***** Input data *****
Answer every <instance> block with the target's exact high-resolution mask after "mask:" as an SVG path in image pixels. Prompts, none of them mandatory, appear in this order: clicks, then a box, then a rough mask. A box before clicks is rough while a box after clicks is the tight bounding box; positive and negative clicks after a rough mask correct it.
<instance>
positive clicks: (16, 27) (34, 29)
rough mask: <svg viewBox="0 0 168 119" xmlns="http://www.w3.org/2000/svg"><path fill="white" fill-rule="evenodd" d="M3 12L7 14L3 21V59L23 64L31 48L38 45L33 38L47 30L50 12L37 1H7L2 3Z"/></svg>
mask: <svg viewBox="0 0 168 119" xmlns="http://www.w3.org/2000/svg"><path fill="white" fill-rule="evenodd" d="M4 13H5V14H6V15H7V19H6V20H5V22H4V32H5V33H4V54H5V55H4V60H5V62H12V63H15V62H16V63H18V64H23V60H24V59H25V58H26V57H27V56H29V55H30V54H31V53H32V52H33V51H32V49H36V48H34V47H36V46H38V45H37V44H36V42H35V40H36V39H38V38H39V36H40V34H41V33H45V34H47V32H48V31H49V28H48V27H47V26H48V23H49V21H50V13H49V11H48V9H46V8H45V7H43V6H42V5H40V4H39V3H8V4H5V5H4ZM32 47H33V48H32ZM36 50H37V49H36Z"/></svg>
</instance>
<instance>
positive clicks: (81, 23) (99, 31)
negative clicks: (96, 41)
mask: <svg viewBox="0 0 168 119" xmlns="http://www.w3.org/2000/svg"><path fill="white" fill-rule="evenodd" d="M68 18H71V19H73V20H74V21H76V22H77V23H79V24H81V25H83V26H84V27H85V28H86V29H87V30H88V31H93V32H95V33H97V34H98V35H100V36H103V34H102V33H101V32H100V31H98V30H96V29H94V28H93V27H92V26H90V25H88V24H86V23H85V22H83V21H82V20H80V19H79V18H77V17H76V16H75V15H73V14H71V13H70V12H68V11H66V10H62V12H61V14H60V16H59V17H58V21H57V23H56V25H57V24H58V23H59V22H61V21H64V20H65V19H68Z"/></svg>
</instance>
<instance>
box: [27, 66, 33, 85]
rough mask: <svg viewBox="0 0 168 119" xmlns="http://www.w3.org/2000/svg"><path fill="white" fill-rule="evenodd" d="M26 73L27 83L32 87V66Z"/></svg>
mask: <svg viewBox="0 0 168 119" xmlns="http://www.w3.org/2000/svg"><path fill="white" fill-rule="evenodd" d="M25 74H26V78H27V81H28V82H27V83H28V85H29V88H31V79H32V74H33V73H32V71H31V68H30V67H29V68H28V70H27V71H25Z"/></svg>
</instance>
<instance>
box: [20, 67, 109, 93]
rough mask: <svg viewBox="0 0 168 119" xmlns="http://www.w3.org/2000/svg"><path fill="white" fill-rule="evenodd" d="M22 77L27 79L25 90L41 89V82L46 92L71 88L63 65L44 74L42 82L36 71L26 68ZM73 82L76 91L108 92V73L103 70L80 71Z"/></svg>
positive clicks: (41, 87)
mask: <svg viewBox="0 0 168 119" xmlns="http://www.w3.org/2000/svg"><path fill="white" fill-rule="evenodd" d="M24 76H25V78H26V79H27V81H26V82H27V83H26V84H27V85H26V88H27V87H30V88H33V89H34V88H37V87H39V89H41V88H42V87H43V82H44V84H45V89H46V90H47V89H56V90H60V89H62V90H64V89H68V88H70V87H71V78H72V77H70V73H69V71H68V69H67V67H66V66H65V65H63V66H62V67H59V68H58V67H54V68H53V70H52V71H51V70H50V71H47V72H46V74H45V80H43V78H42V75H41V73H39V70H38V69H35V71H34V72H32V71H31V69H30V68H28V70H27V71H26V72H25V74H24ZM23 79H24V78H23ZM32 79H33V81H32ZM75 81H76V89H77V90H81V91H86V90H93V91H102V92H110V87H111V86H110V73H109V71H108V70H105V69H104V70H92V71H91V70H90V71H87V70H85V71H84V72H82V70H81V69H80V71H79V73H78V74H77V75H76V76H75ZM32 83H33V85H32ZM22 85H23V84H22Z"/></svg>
*****
### Prompt
Will you return exactly the lines above from the one with "12L7 14L3 21V59L23" down to the one with "positive clicks: (81, 23) (99, 31)", counting both as part of the range?

### Solution below
rough mask: <svg viewBox="0 0 168 119" xmlns="http://www.w3.org/2000/svg"><path fill="white" fill-rule="evenodd" d="M3 12L7 14L3 21V59L23 64L31 48L38 45L33 38L47 30L50 12L37 1H7L2 3Z"/></svg>
mask: <svg viewBox="0 0 168 119" xmlns="http://www.w3.org/2000/svg"><path fill="white" fill-rule="evenodd" d="M4 13H5V14H6V15H7V19H6V20H5V22H4V32H5V33H4V54H5V55H4V60H5V62H12V63H15V62H16V63H18V64H23V60H24V59H25V58H26V57H27V56H29V55H30V54H31V53H32V52H33V51H32V49H36V48H34V47H36V46H38V45H37V44H36V42H35V40H36V39H38V38H39V36H40V34H41V33H45V34H47V32H48V31H49V28H48V27H47V26H48V23H49V21H50V13H49V11H48V9H46V8H45V7H43V6H42V5H40V4H39V3H8V4H5V5H4ZM32 47H33V48H32ZM36 50H37V49H36Z"/></svg>
</instance>
<instance>
positive clicks: (81, 23) (99, 31)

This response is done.